*Provided entries*:
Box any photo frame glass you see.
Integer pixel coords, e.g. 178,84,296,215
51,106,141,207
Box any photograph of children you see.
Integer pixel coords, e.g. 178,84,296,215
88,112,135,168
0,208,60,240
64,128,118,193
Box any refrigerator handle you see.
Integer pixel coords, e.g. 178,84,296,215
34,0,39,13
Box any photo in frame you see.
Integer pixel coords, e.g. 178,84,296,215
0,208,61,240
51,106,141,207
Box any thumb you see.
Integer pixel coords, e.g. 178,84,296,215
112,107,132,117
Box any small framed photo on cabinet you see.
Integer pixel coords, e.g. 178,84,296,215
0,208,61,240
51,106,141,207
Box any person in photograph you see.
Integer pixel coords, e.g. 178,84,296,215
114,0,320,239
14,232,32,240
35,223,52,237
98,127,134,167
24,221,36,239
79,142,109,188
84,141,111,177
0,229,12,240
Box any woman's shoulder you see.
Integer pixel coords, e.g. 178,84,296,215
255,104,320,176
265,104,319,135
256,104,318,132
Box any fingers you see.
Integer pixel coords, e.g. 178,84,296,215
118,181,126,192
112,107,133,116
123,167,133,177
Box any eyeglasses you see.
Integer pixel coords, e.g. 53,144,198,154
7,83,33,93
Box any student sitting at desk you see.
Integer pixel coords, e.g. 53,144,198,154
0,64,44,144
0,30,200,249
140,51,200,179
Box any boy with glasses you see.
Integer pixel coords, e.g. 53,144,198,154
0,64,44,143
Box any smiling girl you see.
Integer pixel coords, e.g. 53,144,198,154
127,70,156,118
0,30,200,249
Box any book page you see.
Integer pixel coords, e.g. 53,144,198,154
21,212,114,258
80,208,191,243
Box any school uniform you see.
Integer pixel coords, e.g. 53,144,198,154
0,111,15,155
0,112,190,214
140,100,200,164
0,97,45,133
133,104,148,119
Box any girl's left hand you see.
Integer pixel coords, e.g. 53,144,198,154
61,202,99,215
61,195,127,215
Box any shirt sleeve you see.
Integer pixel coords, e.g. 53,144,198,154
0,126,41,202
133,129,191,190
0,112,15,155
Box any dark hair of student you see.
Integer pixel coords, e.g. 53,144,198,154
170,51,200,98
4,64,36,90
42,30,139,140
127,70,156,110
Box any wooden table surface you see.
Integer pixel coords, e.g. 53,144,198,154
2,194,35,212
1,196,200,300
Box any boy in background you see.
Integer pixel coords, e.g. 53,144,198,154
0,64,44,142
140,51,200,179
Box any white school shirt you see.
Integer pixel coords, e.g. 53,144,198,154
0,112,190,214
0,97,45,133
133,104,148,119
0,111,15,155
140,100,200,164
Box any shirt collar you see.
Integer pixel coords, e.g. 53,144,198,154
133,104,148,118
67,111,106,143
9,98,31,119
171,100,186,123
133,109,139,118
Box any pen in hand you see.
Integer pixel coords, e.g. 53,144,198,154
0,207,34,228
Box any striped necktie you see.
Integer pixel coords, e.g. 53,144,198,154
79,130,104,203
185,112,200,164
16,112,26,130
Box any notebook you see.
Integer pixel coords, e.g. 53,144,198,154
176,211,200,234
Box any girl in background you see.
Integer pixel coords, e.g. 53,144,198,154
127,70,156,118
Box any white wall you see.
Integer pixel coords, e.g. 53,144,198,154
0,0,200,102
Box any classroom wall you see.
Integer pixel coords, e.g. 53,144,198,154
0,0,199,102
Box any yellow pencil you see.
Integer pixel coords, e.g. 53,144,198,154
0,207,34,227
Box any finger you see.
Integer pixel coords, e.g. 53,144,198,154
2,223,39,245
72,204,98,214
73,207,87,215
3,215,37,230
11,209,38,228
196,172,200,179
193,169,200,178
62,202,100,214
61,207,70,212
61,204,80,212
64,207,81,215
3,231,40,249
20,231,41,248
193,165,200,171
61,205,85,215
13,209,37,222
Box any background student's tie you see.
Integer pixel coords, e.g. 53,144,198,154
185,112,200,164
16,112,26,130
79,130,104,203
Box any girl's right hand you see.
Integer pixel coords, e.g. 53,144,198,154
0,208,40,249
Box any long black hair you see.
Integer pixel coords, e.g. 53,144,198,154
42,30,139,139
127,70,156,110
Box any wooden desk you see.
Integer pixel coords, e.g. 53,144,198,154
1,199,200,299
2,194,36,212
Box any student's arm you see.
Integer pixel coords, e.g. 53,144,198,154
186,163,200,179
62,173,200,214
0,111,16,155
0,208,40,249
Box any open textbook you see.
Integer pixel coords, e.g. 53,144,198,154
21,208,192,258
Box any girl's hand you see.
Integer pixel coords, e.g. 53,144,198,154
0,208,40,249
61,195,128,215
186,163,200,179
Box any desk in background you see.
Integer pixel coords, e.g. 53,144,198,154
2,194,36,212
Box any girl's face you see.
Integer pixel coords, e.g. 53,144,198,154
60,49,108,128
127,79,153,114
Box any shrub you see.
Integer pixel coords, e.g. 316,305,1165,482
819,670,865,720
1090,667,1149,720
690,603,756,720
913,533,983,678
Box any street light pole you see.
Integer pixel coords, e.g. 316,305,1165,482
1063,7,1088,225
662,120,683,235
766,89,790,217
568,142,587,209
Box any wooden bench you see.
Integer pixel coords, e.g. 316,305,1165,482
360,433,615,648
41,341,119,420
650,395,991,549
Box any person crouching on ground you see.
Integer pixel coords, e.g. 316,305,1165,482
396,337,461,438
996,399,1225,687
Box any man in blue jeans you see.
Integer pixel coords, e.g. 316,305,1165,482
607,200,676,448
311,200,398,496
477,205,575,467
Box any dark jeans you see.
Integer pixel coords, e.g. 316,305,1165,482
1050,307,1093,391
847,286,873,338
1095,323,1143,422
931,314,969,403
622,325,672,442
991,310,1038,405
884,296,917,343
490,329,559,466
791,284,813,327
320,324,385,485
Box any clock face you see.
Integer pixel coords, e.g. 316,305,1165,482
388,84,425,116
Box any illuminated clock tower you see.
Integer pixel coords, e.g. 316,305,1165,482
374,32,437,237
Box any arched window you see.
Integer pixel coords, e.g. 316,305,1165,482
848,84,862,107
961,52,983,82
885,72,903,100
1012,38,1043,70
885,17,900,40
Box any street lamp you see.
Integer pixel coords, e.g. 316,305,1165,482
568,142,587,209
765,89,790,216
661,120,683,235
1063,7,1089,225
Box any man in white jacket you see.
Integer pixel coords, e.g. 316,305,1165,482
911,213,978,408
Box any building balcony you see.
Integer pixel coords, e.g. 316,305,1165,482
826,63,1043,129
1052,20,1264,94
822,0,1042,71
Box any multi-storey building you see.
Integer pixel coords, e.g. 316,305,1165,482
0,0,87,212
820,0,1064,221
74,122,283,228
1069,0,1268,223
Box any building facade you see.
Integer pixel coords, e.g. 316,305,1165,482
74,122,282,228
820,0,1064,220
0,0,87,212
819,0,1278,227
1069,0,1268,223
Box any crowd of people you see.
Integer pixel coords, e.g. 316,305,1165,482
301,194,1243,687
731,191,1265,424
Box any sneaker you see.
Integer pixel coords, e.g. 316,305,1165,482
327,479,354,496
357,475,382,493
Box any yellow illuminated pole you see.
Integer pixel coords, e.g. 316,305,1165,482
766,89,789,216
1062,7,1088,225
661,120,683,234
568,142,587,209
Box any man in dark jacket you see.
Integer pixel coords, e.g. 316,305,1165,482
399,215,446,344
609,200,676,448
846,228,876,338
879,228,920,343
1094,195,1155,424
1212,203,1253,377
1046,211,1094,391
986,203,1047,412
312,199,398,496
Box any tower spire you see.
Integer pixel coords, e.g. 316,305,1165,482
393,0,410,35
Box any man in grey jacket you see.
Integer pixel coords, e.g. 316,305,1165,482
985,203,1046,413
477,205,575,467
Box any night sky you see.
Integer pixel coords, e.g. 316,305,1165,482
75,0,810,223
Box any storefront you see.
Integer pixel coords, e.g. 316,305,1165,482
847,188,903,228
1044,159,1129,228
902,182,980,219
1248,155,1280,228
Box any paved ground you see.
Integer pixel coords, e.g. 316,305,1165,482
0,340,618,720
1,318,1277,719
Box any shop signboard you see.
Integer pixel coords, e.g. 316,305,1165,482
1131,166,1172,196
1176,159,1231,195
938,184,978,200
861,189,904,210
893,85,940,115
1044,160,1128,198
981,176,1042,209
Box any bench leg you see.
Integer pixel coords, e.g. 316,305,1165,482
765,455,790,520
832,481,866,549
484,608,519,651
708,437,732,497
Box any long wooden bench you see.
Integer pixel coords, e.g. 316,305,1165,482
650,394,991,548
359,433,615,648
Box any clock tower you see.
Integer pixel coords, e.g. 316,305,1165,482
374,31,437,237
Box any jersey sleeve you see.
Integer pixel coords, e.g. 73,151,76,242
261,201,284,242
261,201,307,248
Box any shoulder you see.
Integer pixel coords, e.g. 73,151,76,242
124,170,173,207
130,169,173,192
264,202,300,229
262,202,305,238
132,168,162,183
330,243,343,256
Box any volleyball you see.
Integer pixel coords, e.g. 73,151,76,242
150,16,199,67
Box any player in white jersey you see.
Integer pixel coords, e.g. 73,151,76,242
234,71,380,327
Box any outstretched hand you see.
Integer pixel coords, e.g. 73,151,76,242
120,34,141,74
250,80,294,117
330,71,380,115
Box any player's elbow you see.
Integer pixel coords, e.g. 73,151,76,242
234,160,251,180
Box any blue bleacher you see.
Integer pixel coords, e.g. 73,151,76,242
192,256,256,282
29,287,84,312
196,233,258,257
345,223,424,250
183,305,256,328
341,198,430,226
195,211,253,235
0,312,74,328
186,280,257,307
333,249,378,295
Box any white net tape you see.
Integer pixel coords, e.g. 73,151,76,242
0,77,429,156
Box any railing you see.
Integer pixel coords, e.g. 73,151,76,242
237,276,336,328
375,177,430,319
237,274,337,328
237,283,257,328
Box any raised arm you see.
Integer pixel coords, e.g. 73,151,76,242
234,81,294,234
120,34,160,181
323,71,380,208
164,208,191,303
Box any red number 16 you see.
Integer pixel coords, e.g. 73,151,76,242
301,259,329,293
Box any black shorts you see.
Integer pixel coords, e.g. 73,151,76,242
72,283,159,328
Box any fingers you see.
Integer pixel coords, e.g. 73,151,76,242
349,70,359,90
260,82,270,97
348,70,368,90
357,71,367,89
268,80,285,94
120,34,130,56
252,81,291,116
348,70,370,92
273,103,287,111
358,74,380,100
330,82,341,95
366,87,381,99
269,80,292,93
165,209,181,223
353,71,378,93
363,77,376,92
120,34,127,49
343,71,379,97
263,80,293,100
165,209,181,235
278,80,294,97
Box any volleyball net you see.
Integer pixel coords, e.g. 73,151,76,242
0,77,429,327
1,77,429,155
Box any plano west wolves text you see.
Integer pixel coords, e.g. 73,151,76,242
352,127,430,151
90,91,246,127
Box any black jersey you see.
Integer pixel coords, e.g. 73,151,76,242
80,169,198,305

*Exercise requirements*:
Print, please, the lines from the first line of the material through the line that contains "Box any woman's shoulder you see.", exactly as written and with nothing added.

*Output of the task*:
Box any photo frame glass you see.
Integer pixel coords, e.g. 178,84,296,215
51,106,141,207
Box any photograph of children you see.
Integer pixel coords, e.g. 178,84,296,215
88,112,135,168
0,208,60,240
64,128,118,193
Box any refrigerator handle you see.
Integer pixel coords, e.g. 178,84,296,215
34,0,39,13
Box any photo in frame you see.
Integer pixel coords, e.g. 178,84,296,215
0,208,61,240
51,106,141,207
Box any thumb you see.
Integer pixel coords, e.g. 178,84,296,215
112,107,132,117
Box any small framed photo on cabinet you see.
Integer pixel coords, e.g. 178,84,296,215
0,208,61,240
51,106,141,207
Box any person in photograph you see.
Integer pixel coords, e.g. 178,84,296,215
114,0,320,239
14,232,32,240
35,223,52,237
98,127,134,167
24,221,36,239
79,142,109,188
84,141,111,177
0,229,12,240
Box any woman's shoulder you see.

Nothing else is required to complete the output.